Are you tempted to go back to work after retiring?

As the government looks to get the economy firing on all cylinders, Chancellor Jeremy Hunt has been looking at fixing what he described recently as the UK’s “productivity puzzle”.

In a keynote speech, he suggested that older people may pose the answer and urged those who have retired early to go back to work.

“We will never harness the full potential of our country unless we unlock it for each and every one of our citizens,” Mr Hunt said.

“To those who retired early after the pandemic or haven’t found the right role after furlough, I say: ‘Britain needs you’ and we will look at the conditions necessary to make work worth your while.”

So, let’s assume you’ve heard Mr Hunt’s rallying cry, you feel moved to get back in the workplace and you’ve already started going through the job ads.

You’re ready, willing and able to contribute to the economy, and feeling excited and eager about the opportunities that lie ahead.

But…then you find it’s impossible to get a job.

If that’s happened to you, you’re far from alone, as according to research by the CMI, just 42 per cent of employers are open “to a large extent” to hiring people aged between 50 and 64.

Similarly, only 18 per cent of bosses said they are particularly open to hiring candidates aged 65 or above.

By contrast, 74 per cent said they were very open to hiring younger adults aged between 18 and 34.

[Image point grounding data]
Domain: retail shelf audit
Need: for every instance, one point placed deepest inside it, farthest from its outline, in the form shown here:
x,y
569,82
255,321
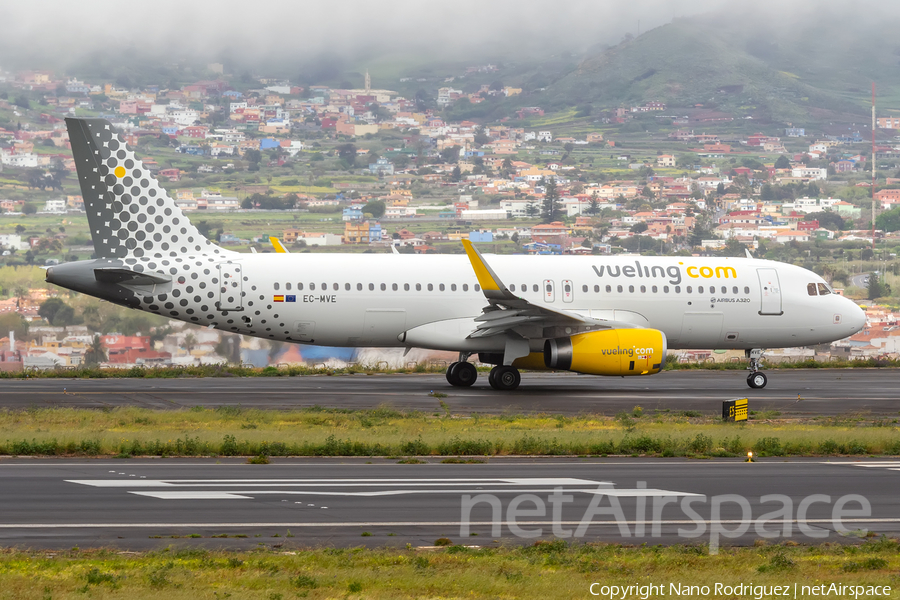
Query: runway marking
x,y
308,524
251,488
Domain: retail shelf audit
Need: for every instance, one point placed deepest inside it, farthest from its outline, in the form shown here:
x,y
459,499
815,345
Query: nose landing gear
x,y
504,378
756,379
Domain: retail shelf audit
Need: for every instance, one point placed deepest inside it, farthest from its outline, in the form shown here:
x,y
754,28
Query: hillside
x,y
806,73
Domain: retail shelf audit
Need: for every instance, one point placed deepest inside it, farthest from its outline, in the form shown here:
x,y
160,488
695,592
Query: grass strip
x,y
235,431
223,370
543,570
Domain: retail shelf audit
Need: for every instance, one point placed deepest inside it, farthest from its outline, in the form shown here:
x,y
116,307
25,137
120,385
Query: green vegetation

...

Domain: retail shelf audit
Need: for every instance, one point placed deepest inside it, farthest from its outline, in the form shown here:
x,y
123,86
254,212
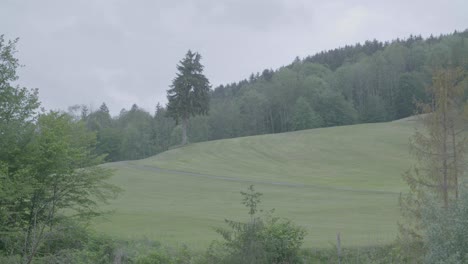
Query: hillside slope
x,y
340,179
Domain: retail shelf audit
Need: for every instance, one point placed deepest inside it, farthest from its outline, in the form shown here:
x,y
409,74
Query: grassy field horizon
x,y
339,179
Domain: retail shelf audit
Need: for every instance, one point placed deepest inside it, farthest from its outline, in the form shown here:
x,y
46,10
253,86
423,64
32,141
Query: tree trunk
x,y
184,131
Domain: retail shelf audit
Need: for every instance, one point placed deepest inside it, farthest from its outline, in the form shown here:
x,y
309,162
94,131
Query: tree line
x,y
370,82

:: Questions ::
• A. In the article on returning to work after retiring, why would a retiree who can't find a job be "far from alone"? Answer in one to three sentences.
• B. Carry on the article on returning to work after retiring, starting after its last sentence.
The rows have no role in this work.

:: Task-by-task results ::
• A. Research by the CMI found that only 42 per cent of employers are open "to a large extent" to hiring people aged 50 to 64. Only 18 per cent of bosses said they are particularly open to hiring candidates aged 65 or above.

• B.
This suggests there’s a big disconnect between the government and UK businesses when it comes to older people in the workplace.

As Ann Francke, chief executive of the CMI, has noted: “[That] points to both cultural and leadership failings in businesses of all sizes, and that needs to change.

“Unless those doing the hiring revisit their attitudes, older workers will continue to be excluded, just when the labour market needs them the most.”

If you’re keen to get back to work, you’ll know better than anyone that you possess considerable skills, experience and knowledge that could prove valuable to any employer.

But if the government’s ambition to get more economically inactive people back to work is to be achieved, it has to start with employers being willing to take them on.

Perhaps Mr Hunt’s call for older people to return to the labour market should also have been directed to employers, with the case for doing so clearly laid out to them.

We look forward to seeing what progress is made on this issue over the coming months.